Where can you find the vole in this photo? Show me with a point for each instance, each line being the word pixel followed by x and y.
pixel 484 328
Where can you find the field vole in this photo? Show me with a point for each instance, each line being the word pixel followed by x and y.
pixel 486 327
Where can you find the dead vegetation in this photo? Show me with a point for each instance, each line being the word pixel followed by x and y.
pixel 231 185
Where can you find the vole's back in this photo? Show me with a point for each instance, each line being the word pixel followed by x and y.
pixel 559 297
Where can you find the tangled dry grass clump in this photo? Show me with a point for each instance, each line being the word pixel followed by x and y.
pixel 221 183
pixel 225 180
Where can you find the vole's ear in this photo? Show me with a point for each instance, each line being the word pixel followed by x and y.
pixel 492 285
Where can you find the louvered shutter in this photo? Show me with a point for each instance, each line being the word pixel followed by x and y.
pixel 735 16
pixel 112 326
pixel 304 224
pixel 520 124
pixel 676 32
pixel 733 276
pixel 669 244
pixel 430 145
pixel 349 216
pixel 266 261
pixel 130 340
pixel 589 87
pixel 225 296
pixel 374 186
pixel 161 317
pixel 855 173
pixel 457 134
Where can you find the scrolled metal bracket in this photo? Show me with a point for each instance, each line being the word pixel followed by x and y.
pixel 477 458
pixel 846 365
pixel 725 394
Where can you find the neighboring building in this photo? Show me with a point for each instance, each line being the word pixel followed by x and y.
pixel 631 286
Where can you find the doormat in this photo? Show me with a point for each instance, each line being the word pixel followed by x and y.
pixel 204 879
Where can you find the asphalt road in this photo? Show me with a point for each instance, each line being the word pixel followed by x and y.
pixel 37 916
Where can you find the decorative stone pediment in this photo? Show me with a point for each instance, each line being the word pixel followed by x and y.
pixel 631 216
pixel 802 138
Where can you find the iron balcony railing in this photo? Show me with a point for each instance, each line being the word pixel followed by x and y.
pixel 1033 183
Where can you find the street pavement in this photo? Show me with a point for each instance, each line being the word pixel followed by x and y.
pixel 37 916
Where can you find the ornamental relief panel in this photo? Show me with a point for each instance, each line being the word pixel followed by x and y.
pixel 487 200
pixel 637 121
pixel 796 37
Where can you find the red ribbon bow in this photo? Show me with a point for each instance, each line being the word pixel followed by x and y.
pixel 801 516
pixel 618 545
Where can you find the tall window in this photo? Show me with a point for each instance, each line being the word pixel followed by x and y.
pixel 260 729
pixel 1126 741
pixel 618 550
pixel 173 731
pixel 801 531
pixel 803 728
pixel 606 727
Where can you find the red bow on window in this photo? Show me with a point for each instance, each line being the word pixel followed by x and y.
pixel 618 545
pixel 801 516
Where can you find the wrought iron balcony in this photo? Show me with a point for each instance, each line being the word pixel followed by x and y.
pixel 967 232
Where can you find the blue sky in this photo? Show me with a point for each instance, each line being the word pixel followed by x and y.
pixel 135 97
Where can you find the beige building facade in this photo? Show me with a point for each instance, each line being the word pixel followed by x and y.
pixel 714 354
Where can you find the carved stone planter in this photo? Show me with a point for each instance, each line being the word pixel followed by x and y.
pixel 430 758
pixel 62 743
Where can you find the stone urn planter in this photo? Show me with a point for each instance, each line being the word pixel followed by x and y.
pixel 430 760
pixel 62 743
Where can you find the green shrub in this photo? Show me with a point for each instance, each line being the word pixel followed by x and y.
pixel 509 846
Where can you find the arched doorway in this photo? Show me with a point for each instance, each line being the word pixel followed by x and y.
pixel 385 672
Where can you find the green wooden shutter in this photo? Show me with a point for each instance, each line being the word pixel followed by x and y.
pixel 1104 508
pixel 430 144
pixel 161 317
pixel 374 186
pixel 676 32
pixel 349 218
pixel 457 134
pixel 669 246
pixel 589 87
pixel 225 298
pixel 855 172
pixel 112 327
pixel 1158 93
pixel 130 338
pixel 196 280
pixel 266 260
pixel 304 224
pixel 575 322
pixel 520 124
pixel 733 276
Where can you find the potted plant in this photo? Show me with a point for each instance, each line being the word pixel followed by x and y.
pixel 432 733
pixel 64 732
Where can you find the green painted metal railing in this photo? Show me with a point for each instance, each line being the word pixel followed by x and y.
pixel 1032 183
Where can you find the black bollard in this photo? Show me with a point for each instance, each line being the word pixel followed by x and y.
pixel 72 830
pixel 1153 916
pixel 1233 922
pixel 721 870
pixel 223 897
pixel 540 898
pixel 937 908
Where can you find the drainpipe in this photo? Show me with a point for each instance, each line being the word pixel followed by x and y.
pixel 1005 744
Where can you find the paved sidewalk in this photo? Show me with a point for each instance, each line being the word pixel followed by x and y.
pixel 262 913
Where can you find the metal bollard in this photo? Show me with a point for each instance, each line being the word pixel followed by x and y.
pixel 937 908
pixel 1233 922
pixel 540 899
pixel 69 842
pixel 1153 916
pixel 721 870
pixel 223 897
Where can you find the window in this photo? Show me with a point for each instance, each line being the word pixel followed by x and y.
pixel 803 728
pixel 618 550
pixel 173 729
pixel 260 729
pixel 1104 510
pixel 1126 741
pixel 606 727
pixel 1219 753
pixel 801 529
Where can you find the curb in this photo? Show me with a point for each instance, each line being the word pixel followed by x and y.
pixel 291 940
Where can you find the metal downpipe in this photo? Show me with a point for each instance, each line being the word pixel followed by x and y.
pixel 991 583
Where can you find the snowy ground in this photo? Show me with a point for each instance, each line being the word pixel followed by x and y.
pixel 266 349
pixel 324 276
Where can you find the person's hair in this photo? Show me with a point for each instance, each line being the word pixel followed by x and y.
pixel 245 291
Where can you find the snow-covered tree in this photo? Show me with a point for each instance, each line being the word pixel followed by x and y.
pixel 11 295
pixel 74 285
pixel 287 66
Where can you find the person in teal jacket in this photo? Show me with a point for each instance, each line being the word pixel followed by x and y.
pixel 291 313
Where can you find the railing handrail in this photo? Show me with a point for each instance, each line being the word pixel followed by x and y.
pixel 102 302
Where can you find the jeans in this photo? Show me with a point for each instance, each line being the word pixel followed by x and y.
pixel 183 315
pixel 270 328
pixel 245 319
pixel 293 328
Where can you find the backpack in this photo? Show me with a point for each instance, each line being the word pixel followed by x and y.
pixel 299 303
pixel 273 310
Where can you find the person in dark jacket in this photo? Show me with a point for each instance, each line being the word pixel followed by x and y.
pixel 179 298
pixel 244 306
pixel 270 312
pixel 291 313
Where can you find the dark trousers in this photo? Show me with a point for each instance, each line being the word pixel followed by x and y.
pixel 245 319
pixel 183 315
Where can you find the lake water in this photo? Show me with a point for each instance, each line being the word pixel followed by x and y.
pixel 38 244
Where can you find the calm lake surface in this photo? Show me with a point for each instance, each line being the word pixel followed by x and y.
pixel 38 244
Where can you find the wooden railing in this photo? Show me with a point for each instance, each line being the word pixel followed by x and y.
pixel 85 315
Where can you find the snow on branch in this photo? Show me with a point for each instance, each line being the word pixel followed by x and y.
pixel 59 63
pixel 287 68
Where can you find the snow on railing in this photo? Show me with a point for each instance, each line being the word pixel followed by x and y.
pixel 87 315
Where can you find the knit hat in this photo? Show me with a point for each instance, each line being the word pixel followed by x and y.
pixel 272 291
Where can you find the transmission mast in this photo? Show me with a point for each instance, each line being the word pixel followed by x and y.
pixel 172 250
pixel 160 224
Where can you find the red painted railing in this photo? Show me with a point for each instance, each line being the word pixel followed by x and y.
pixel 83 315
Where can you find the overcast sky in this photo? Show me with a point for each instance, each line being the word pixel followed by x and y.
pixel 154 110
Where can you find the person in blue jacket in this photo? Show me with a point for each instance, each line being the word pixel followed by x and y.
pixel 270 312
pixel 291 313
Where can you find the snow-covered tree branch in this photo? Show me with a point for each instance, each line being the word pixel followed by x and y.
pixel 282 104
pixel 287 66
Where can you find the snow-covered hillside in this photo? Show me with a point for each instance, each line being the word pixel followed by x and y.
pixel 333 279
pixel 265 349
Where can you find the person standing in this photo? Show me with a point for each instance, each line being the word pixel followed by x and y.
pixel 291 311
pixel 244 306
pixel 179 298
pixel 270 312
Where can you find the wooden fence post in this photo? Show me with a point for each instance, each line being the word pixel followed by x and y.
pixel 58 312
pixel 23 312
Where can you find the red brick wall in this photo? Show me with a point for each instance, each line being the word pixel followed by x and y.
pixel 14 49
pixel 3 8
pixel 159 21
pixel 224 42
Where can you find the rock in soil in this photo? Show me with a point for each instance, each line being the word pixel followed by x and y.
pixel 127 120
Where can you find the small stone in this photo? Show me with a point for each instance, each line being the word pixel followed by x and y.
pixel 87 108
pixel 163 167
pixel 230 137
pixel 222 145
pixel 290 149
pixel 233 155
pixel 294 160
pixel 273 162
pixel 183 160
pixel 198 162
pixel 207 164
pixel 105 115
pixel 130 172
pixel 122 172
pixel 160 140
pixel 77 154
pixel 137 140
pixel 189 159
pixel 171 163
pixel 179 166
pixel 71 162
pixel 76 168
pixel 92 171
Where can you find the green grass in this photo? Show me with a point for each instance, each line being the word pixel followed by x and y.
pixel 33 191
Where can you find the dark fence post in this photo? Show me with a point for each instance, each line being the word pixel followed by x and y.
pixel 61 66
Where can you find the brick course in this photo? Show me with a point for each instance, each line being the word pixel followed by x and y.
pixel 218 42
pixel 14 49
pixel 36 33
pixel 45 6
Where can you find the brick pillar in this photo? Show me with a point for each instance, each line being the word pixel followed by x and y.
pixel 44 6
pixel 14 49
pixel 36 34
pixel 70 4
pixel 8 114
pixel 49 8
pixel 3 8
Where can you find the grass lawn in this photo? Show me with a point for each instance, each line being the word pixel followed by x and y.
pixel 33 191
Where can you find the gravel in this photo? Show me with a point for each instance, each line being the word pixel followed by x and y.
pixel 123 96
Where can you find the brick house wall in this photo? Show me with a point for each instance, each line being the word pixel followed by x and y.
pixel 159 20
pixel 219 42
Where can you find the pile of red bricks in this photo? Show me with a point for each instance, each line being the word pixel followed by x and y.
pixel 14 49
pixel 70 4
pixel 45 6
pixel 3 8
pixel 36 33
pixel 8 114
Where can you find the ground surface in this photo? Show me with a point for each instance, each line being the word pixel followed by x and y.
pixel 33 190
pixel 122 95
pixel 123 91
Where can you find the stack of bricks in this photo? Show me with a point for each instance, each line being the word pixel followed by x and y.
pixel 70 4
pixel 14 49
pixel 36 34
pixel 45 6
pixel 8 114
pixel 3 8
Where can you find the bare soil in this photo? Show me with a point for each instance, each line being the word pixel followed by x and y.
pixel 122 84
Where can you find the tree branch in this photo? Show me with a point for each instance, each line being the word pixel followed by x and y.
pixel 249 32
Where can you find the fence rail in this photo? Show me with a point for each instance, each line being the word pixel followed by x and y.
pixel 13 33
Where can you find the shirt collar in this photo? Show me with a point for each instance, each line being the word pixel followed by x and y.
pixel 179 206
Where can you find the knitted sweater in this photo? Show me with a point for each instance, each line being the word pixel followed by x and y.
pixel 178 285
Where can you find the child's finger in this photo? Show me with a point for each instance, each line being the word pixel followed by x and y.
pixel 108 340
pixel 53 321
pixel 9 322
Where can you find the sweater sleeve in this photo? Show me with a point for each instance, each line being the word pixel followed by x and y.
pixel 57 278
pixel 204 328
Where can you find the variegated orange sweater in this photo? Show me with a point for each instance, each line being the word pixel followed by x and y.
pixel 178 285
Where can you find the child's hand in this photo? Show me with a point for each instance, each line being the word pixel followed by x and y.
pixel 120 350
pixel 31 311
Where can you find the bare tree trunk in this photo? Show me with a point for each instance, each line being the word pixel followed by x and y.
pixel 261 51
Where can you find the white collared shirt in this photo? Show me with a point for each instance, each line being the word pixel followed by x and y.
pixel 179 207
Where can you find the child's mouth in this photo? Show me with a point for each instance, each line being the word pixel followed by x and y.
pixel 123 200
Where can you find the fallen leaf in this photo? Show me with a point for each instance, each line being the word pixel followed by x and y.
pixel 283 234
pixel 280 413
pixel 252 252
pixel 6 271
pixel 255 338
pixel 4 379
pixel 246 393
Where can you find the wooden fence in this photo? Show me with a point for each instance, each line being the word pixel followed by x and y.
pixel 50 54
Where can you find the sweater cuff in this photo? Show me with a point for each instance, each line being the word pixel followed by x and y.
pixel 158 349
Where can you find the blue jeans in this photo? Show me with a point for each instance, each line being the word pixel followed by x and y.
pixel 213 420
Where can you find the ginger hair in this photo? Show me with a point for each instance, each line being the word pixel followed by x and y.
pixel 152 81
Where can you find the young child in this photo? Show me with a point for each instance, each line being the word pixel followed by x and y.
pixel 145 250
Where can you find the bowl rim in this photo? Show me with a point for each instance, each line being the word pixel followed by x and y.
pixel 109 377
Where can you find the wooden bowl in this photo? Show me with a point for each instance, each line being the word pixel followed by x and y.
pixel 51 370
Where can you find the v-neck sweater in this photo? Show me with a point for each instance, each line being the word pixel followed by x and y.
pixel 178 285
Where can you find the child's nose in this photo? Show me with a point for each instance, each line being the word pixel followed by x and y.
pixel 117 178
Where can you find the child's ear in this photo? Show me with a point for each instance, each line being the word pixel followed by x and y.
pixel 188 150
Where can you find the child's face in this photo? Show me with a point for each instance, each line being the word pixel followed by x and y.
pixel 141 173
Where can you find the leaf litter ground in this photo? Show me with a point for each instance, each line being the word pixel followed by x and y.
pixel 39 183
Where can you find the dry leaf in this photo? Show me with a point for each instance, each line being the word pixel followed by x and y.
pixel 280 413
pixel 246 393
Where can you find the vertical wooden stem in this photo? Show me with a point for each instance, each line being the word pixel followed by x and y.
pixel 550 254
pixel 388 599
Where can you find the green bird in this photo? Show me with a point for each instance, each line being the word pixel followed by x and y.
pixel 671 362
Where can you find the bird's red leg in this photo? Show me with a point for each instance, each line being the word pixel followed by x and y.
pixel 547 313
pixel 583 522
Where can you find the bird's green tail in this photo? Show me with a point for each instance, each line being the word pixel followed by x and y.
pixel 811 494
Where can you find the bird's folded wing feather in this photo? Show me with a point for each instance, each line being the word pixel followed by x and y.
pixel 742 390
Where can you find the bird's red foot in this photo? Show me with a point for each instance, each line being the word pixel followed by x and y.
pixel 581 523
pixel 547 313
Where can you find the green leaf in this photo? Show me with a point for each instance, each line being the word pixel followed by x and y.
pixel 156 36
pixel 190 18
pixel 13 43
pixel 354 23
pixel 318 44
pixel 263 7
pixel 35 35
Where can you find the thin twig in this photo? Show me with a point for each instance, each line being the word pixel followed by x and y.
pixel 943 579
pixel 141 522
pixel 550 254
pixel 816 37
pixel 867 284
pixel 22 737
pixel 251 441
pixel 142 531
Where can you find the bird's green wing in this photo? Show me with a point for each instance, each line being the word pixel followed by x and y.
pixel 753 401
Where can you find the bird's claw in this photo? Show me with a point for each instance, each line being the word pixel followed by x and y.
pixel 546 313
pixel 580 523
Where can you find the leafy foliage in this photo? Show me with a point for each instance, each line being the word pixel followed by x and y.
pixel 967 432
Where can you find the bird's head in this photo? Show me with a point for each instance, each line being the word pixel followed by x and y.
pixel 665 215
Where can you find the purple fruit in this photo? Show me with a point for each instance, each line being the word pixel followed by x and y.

● ● ● ●

**Exercise prompt**
Starting at the first line of the rows above and ending at the line containing "pixel 231 185", put each line into a JSON list as its own string, leaving out blank lines.

**Result**
[
  "Where can you find the vole in this photo? Show me with a point for each instance, each line being the word pixel followed by x and y.",
  "pixel 484 328",
  "Where can you find the field vole in this photo? Show me with a point for each instance, each line being the word pixel followed by x and y.",
  "pixel 486 327",
  "Where can you find the dead vegetation in this photo? Show me with a point for each instance, each line being the word pixel followed by x and y.",
  "pixel 231 185"
]